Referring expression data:
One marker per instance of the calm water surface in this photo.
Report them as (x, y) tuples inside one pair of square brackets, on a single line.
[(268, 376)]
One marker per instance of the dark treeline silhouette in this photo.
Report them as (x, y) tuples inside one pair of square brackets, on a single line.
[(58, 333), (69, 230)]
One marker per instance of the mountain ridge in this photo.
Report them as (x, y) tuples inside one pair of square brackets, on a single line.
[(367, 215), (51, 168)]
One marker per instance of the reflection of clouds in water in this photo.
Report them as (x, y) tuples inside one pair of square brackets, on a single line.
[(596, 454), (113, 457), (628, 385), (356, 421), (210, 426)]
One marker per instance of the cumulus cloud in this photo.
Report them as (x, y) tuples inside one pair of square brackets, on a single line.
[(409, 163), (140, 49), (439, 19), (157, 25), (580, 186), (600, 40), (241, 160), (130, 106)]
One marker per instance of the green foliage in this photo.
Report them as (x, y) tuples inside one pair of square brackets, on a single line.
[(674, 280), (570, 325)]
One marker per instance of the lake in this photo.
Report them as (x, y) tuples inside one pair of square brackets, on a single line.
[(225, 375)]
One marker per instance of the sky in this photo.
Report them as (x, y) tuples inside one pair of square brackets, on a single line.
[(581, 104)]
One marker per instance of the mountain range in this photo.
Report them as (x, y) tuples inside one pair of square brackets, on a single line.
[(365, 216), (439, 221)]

Problem details: Go through the records line by line, and copy each line that holds the string "water".

Output of the task:
One marker per instance of the calm water surface in this photo.
One marker per instance of the reflection of clouds in water in this photo.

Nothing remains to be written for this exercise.